■ **Sfida 1**
Trova e ricopia ogni riga dei dati che contiene la parola "cliff", tenendo conto di maiuscole e minuscole.

**********

Gianni Minasso excipit

Realizzazione grafica di Gianni Minasso

Qualche tempo fa, proprio in questo spazio, avevo parlato degli incipit, cioè delle frasi con cui incominciano i libri. Orbene, all’opposto si trovano gli explicit, vale a dire le parole con cui invece terminano, e che forse sono meno famosi dei loro fratellini iniziali, però risultano altrettanto importanti in quanto rappresentano il congedo dell’autore lanciato al lettore.
Se la volta scorsa sono riuscito a deformare alcuni incipit famosi incastrandovi a forza tipiche questioni disabili, figuratevi se non ci provavo anche con gli explicit. E infatti eccomi qui, con altri dieci autori, antichi e moderni, imperdibili o soltanto gradevoli, ma del resto quasi tutti i libri (come i bambini) sono belli e quindi… accontentatevi così!

**********

■ **Sfida 2**
Trascrivi dal testo sugli explicit il passo che comincia con "Gianni Minasso excipit" e prosegue fino a "quindi… accontentatevi così!".

**********

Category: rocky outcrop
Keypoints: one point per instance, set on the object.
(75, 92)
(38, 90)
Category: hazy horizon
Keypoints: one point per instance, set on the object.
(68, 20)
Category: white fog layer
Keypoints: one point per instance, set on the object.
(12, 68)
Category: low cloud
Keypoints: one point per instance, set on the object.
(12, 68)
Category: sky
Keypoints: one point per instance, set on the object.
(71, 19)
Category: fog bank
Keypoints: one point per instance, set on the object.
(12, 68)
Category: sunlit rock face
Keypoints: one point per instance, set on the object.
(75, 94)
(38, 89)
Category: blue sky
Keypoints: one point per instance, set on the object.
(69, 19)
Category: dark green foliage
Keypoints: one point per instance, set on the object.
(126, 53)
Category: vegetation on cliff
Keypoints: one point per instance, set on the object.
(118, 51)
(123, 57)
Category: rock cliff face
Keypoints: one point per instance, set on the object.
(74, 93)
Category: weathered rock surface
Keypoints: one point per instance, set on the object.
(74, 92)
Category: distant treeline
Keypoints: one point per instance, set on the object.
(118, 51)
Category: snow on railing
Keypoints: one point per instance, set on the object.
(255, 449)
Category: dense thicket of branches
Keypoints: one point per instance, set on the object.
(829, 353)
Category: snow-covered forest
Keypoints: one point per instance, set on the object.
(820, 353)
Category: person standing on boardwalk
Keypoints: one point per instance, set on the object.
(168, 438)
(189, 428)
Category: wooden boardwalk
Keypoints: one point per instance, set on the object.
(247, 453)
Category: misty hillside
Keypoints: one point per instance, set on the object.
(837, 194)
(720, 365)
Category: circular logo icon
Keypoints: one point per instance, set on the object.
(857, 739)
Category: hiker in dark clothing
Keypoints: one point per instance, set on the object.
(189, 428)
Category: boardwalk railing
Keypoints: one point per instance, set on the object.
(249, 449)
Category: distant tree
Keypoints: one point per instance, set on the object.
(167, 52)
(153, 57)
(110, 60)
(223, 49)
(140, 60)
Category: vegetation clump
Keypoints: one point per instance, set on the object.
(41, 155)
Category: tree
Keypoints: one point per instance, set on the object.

**********

■ **Risposta corretta 1**
Category: vegetation on cliff
Category: rock cliff face

■ **Risposta corretta 2**
Gianni Minasso excipit

Realizzazione grafica di Gianni Minasso

Qualche tempo fa, proprio in questo spazio, avevo parlato degli incipit, cioè delle frasi con cui incominciano i libri. Orbene, all’opposto si trovano gli explicit, vale a dire le parole con cui invece terminano, e che forse sono meno famosi dei loro fratellini iniziali, però risultano altrettanto importanti in quanto rappresentano il congedo dell’autore lanciato al lettore.
Se la volta scorsa sono riuscito a deformare alcuni incipit famosi incastrandovi a forza tipiche questioni disabili, figuratevi se non ci provavo anche con gli explicit. E infatti eccomi qui, con altri dieci autori, antichi e moderni, imperdibili o soltanto gradevoli, ma del resto quasi tutti i libri (come i bambini) sono belli e quindi… accontentatevi così!